* begin Data section *

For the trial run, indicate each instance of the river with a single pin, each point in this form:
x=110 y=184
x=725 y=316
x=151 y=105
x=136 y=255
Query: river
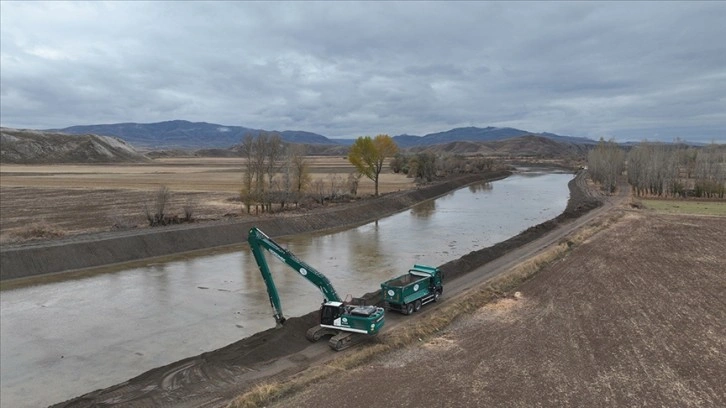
x=61 y=338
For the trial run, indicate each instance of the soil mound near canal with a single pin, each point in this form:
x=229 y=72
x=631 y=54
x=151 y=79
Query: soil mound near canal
x=212 y=379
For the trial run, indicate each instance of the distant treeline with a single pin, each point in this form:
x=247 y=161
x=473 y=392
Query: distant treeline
x=663 y=170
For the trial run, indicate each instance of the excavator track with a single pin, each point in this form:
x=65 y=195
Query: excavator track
x=343 y=340
x=317 y=332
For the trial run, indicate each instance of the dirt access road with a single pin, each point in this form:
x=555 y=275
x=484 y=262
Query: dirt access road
x=635 y=316
x=213 y=379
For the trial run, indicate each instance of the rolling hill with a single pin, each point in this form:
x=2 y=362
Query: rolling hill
x=38 y=147
x=181 y=134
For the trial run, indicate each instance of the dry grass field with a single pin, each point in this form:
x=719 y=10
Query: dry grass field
x=41 y=201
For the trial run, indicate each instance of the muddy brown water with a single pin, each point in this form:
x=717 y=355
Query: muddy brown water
x=64 y=337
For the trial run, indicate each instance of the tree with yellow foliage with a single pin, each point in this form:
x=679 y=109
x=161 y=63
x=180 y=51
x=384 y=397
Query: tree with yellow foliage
x=368 y=154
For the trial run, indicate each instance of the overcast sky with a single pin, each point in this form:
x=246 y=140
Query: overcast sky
x=622 y=70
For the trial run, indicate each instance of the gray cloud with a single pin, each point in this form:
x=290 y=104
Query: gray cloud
x=624 y=70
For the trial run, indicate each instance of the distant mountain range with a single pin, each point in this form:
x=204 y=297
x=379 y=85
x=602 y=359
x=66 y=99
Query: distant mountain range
x=181 y=134
x=40 y=147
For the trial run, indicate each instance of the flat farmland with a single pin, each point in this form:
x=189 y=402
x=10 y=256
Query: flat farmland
x=48 y=200
x=634 y=316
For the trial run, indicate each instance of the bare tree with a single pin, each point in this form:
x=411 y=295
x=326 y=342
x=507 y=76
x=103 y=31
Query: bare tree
x=155 y=212
x=605 y=163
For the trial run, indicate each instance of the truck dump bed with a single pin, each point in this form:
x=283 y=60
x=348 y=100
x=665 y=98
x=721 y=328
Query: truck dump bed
x=403 y=280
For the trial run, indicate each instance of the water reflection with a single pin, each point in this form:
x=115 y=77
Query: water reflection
x=115 y=325
x=480 y=187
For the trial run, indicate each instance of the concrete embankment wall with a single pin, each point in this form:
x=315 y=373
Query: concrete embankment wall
x=97 y=250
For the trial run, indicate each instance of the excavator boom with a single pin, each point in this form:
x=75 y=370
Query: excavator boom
x=259 y=241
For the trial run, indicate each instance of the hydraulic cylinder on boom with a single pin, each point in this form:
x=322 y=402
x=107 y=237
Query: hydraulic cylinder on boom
x=340 y=319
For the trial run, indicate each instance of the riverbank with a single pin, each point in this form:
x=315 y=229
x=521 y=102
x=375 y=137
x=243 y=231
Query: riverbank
x=212 y=378
x=108 y=248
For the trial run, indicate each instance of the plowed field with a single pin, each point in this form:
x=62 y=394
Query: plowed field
x=635 y=316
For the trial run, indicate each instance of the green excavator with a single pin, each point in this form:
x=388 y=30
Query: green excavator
x=345 y=321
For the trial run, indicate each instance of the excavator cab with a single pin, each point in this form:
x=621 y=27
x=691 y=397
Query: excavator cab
x=330 y=311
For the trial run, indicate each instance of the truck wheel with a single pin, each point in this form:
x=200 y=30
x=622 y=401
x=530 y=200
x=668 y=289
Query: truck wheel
x=409 y=308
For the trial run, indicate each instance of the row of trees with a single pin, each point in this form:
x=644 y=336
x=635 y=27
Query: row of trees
x=274 y=172
x=605 y=164
x=660 y=169
x=677 y=170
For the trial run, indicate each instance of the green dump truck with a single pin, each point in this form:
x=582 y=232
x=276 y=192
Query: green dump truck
x=407 y=293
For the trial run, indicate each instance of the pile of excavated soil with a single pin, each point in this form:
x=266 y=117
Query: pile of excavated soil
x=225 y=373
x=633 y=317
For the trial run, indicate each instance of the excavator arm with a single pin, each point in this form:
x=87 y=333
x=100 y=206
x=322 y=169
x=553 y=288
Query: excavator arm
x=259 y=241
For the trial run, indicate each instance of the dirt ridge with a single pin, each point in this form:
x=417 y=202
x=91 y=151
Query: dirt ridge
x=215 y=377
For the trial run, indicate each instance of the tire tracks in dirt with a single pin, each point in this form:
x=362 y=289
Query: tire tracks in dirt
x=213 y=379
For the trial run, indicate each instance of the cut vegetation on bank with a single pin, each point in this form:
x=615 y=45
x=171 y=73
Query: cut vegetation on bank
x=609 y=324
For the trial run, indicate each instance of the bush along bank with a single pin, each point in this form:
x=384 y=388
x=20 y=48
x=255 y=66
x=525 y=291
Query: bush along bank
x=96 y=250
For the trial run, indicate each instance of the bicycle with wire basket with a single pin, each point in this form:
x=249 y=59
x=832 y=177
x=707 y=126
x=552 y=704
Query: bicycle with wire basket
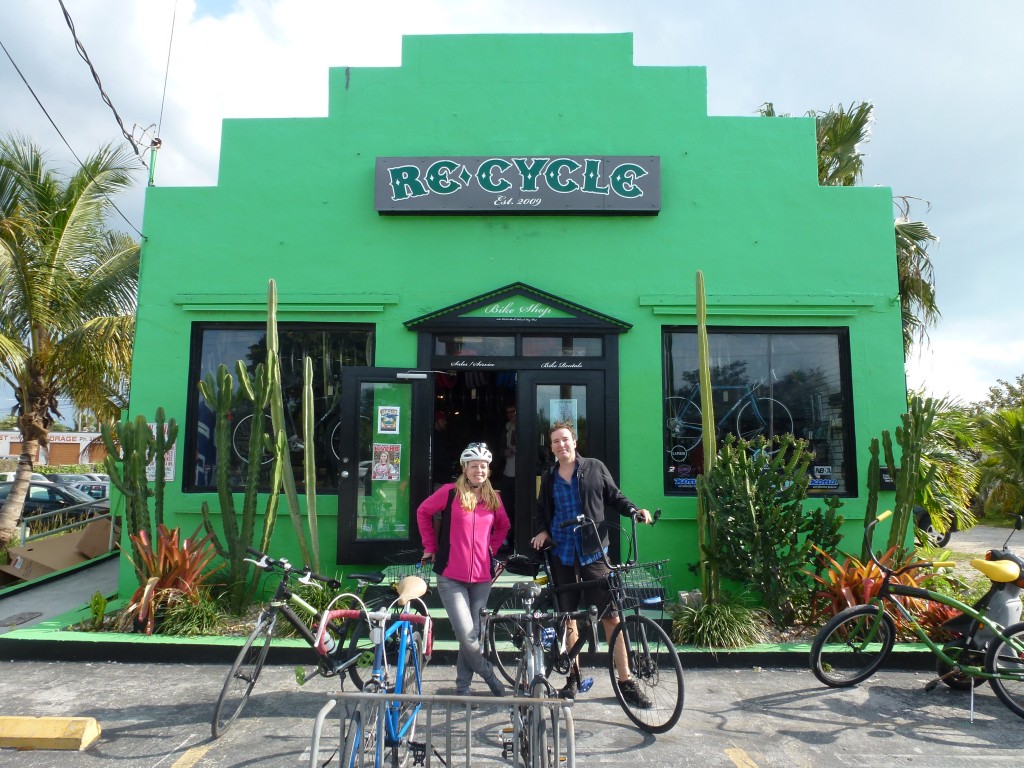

* end Data section *

■ **Required work**
Write out all of the lines above again, putting "practice round" wherever "trial run" appears and changing nothing else. Leave the pictures out.

■ **Task response**
For the practice round, indicate each instance of the river with a single pin, each point in this form:
x=110 y=184
x=725 y=316
x=151 y=105
x=136 y=255
Query: river
x=61 y=338
For the practice round, indicate each instance of the soil mound near canal with a single pin, each point in this form:
x=229 y=72
x=631 y=54
x=151 y=79
Query: soil mound near canal
x=212 y=379
For the practice round, indicate each instance of the distant treeline with a single pin, each point in this form:
x=247 y=161
x=473 y=392
Query: distant treeline
x=663 y=170
For the practice round, indicate each instance of the excavator track with a single pin, each point in this form:
x=65 y=195
Query: excavator track
x=343 y=340
x=317 y=332
For the practice round, indicate each instance of the dirt access road with a single pin, each point in this form:
x=555 y=275
x=484 y=262
Query: dirt access road
x=635 y=316
x=213 y=379
For the practice round, indicate each instance of the rolling hill with a single pin, each point in this form:
x=2 y=362
Query: rolling hill
x=38 y=147
x=181 y=134
For the practice round, indicate each instance of the dry grass field with a single pin, each point in this form:
x=719 y=10
Query: dry grass field
x=41 y=201
For the practice round, indicate each instance of the muddy brown water with a single pin, each point in this form:
x=717 y=355
Query: muddy brown water
x=64 y=337
For the practice round, indicate each instance of the tree with yellow foliage with a single pin, each point in this form:
x=679 y=109
x=161 y=63
x=180 y=51
x=384 y=397
Query: tree with yellow foliage
x=368 y=154
For the practice round, indicate each instance of the overcast sky with a single pin, each point in this form:
x=246 y=140
Query: overcast sky
x=622 y=70
For the practice round, indicate each instance of the gray cloud with a single pin, each point in this form:
x=290 y=104
Query: gray cloud
x=624 y=70
For the practice round, indicate each instance of the distant mountain range with a single pin, each point in this form:
x=204 y=297
x=379 y=85
x=602 y=359
x=66 y=99
Query: distant mountain range
x=181 y=134
x=40 y=147
For the practice round, indicate each instance of the flat farmland with a single pin, each point in this form:
x=189 y=402
x=10 y=256
Query: flat farmland
x=48 y=200
x=634 y=316
For the practice round, indicate each instance of the bare tree with a single pin, each point in this form:
x=411 y=295
x=326 y=342
x=507 y=76
x=103 y=31
Query: bare tree
x=155 y=212
x=605 y=163
For the practice round, indicate each instance of the truck dump bed with a single pin, each point in this form:
x=283 y=60
x=348 y=100
x=665 y=98
x=721 y=328
Query: truck dump bed
x=403 y=280
For the practice round, indicate each instance of the water reflection with a single pin, each point in this form:
x=115 y=77
Query: water reflection
x=115 y=325
x=480 y=187
For the practice round, indicate each instance of the concrete embankment wall with a single pin, each point in this form:
x=315 y=373
Query: concrete embankment wall
x=97 y=250
For the practice round, indicate each instance of the excavator boom with a single pin, each point in this form:
x=75 y=370
Query: excavator boom
x=259 y=241
For the practice round, indicate each instance of the hydraulic cylinder on boom with a single pin, each point in this form:
x=322 y=402
x=107 y=237
Query: hydraulic cylinder on boom
x=340 y=319
For the practice round, indicate each instance of the riverbank with a single pin, each point in this form:
x=315 y=229
x=521 y=102
x=375 y=137
x=243 y=231
Query: riverbank
x=212 y=378
x=108 y=248
For the practice round, indicate each instance of the plowed field with a single pin, each point in this form:
x=62 y=394
Query: plowed field
x=635 y=316
For the practice round, indicate each instance of the green excavator with a single pin, each point in this form:
x=388 y=30
Query: green excavator
x=345 y=321
For the practice round, indicate each instance of the excavator cab with a single pin, each point in this form:
x=621 y=27
x=691 y=397
Query: excavator cab
x=330 y=311
For the practice round, indicate each instance of the truck wheel with a single pin, each point in this form:
x=200 y=30
x=622 y=401
x=530 y=200
x=668 y=289
Query: truck wheel
x=409 y=308
For the practice round, indicate each instance of the row of trees with a single pin, each point in this form:
x=644 y=336
x=635 y=27
Query: row of trees
x=274 y=172
x=605 y=164
x=660 y=169
x=677 y=170
For the practice round, indicate each instance of the green dump truck with a single pin, each point in this form:
x=582 y=232
x=276 y=192
Query: green dump truck
x=407 y=293
For the practice round, indicate each instance of the pile of excavated soil with a single pin, each point in this form:
x=266 y=117
Query: pile of excavated soil
x=225 y=373
x=633 y=317
For the practice round, indicate each instance of the excavator arm with a single pin, each point in this form:
x=87 y=333
x=100 y=206
x=322 y=169
x=553 y=288
Query: excavator arm
x=259 y=241
For the practice round, indicate each instance of the dirt ridge with a single pin, each point in this form:
x=417 y=202
x=91 y=151
Query: dirt ridge
x=215 y=377
For the practice round, indicate each instance of the tire tracks in dirt with a single pin, each point in this form:
x=362 y=289
Query: tire tracks in dirt
x=213 y=379
For the practice round, indicate each instance of the cut vegetation on bank with a single pin, each point in this form:
x=615 y=45
x=171 y=73
Query: cut vegetation on bank
x=609 y=324
For the practice round, indicate each instance of the bush along bank with a single pin, each point in this form:
x=384 y=388
x=20 y=48
x=255 y=66
x=525 y=291
Query: bush along bank
x=96 y=250
For the practice round, indicate each instance of the bicycle with wire basket with a single pin, each point in this form:
x=249 y=59
x=832 y=177
x=707 y=126
x=552 y=704
Query: bicycle with wire basket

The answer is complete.